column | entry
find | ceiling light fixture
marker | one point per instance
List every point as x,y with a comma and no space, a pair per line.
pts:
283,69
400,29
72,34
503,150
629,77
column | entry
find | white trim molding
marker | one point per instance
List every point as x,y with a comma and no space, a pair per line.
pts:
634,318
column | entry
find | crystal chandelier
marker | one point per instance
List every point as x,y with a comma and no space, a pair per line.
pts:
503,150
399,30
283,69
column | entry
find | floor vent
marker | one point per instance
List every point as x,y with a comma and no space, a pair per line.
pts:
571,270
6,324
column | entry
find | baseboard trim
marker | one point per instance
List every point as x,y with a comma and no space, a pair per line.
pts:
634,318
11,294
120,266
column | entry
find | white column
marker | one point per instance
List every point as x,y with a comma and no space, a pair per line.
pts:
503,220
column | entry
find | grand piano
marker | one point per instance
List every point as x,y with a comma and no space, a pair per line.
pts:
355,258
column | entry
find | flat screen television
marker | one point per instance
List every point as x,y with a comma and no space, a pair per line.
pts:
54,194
━━━━━━━━━━━━━━━━━━━━
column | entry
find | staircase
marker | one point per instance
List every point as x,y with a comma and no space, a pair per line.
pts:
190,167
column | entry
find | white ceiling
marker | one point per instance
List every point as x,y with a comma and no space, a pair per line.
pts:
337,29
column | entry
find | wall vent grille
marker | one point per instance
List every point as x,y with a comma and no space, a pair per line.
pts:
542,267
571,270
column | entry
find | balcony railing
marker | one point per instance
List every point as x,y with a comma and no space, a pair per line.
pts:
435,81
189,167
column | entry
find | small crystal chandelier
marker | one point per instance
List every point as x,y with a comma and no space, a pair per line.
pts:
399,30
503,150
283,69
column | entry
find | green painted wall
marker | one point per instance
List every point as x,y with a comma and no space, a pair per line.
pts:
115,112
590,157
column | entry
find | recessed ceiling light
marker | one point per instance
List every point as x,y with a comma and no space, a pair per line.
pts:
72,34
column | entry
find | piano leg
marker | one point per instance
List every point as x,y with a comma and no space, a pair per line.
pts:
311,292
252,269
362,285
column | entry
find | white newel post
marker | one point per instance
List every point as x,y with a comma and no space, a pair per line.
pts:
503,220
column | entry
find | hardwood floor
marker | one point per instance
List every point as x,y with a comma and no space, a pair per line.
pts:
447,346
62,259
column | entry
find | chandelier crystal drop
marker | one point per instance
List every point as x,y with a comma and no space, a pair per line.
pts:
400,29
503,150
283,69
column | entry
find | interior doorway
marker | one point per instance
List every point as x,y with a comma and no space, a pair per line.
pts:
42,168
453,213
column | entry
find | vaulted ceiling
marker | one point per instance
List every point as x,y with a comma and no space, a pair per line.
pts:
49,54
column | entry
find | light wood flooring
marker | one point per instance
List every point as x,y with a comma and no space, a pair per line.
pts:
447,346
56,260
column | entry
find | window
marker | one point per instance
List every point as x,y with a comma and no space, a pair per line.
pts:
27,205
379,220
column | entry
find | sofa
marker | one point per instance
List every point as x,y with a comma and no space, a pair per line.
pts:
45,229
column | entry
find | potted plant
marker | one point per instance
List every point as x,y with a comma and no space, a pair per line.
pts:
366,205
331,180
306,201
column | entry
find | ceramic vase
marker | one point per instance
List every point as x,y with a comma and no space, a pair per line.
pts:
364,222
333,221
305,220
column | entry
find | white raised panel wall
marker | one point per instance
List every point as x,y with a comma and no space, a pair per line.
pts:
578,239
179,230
━━━━━━━━━━━━━━━━━━━━
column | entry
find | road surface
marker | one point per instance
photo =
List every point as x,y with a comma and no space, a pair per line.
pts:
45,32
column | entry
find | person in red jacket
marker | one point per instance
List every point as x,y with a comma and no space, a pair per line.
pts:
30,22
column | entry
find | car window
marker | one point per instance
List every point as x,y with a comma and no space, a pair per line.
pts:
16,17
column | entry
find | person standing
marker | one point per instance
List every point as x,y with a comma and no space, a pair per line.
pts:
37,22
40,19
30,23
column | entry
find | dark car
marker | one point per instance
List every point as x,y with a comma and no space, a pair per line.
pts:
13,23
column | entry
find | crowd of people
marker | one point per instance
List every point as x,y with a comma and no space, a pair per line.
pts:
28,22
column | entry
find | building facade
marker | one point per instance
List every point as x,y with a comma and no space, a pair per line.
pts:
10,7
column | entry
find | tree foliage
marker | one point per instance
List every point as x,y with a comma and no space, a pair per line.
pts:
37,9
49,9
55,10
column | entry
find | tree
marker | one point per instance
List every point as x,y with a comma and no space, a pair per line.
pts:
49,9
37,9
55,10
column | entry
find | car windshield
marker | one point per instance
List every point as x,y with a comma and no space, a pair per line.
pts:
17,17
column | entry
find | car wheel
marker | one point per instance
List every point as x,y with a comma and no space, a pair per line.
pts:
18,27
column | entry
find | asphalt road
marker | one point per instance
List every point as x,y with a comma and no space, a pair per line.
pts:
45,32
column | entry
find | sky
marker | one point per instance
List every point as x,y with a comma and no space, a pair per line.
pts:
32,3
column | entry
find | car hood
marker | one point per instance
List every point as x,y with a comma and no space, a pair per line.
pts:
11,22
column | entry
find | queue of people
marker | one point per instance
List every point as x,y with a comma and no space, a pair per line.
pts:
━━━━━━━━━━━━━━━━━━━━
▸ **DESCRIPTION OF THE TASK**: Please count the lines in the items above that contain the string "person", with case counting, and reply with only the number.

▸ **RESPONSE TO THE EXERCISE**: 2